[Records]
⟨

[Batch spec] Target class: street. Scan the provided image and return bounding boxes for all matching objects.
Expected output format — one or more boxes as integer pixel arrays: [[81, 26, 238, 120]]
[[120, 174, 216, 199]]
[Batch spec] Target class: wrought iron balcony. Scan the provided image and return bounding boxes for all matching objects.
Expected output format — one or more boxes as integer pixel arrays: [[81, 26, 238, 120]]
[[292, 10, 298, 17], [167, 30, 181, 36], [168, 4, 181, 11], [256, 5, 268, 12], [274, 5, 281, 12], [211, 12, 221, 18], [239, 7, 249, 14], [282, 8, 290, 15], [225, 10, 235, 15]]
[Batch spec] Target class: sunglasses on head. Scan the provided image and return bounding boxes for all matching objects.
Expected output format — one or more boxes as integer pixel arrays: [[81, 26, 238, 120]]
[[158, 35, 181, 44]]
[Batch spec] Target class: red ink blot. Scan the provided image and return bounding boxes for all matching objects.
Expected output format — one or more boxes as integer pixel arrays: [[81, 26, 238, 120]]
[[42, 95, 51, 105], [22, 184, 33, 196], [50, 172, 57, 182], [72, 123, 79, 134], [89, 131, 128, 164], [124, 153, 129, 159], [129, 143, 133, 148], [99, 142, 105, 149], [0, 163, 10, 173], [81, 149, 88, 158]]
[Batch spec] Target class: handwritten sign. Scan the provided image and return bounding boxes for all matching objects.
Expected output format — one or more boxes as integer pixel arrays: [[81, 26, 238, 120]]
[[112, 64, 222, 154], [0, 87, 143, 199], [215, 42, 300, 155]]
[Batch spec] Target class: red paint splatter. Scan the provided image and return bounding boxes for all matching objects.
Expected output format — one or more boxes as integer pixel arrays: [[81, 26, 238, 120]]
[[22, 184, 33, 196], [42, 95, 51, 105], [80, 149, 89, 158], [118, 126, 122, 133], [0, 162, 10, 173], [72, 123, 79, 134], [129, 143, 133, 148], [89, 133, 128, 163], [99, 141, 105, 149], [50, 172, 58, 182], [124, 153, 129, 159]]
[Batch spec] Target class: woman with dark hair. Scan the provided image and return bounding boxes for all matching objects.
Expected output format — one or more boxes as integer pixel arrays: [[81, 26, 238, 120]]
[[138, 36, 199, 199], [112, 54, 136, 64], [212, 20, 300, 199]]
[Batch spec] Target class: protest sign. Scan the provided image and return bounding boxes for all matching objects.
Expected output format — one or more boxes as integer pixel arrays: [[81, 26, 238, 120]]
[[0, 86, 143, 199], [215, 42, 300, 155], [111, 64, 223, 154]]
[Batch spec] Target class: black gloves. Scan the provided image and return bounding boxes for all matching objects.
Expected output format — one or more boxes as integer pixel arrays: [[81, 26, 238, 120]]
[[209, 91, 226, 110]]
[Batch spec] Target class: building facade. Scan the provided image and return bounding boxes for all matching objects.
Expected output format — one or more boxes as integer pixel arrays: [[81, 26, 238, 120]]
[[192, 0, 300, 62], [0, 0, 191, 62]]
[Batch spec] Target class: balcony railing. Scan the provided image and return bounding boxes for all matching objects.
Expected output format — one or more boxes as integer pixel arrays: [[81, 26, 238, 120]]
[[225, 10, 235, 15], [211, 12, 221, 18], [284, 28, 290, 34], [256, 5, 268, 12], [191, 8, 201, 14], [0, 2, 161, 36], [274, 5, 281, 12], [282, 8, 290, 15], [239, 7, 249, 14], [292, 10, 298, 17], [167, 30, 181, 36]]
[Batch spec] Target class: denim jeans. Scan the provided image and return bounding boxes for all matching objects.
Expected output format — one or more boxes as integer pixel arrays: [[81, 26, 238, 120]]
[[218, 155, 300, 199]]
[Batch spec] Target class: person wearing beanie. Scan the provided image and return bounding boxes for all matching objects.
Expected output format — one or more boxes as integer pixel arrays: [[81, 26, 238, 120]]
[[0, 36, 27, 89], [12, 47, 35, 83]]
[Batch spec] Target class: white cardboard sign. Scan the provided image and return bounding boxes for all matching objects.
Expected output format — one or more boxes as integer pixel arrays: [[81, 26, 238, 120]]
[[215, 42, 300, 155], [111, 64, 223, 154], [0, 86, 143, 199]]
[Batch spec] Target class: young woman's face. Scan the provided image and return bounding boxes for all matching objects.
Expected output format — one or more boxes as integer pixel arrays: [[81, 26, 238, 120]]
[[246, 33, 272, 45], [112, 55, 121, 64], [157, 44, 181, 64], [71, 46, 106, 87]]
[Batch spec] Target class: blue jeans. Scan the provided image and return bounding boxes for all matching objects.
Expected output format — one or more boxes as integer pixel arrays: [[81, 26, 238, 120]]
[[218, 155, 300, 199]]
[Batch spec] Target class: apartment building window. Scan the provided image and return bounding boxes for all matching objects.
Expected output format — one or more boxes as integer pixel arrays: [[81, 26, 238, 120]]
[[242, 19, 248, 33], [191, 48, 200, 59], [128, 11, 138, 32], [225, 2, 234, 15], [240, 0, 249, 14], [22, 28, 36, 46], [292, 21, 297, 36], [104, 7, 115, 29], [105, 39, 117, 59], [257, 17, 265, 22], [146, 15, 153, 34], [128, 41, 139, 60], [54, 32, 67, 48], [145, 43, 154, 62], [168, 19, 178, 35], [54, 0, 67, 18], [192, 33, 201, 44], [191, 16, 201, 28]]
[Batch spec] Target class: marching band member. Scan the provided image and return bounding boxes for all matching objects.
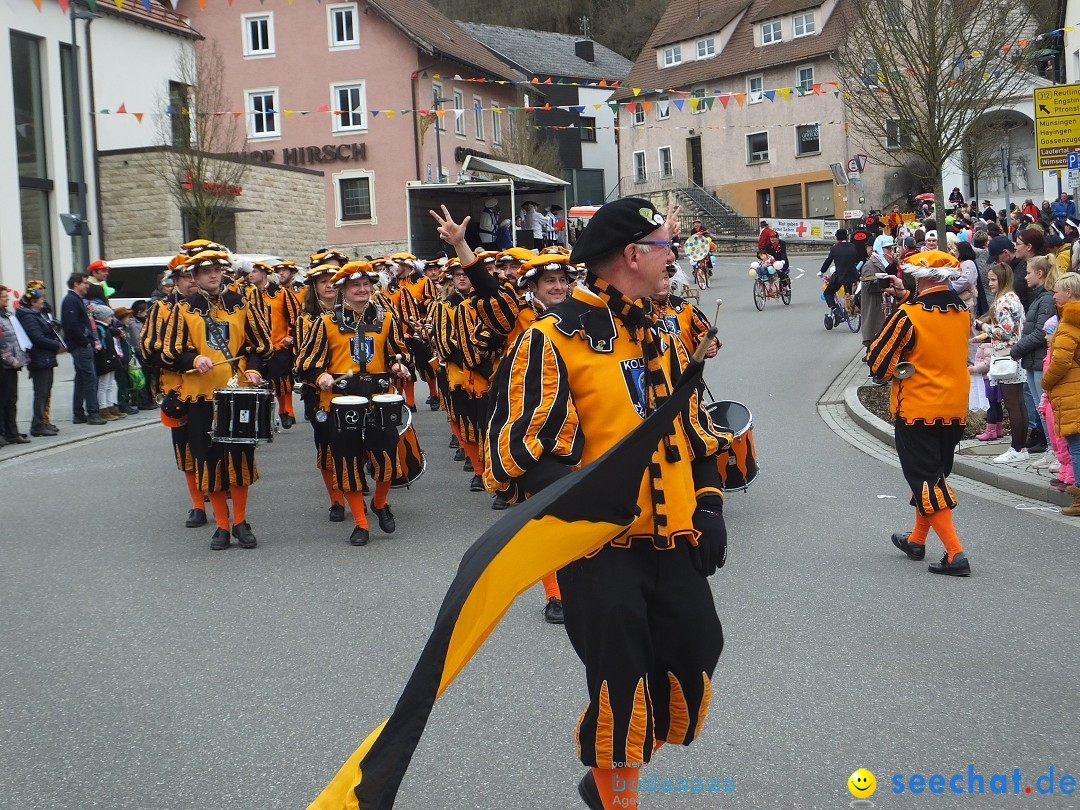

⟩

• [WORK REQUIRED] Copy out again the lines starting with the one containing "[Batch spec] Target class: white" and going on through the one containing "86, 143, 199]]", with both of those lines included.

• [EXERCISE SOLUTION]
[Batch spec] Target class: white cardboard sign. Scan the provided image and return bounding boxes for all matching objects.
Expected output format — one or more boxes as integer pixel arrays: [[81, 26, 238, 120]]
[[215, 42, 300, 155], [111, 64, 223, 154], [0, 86, 143, 199]]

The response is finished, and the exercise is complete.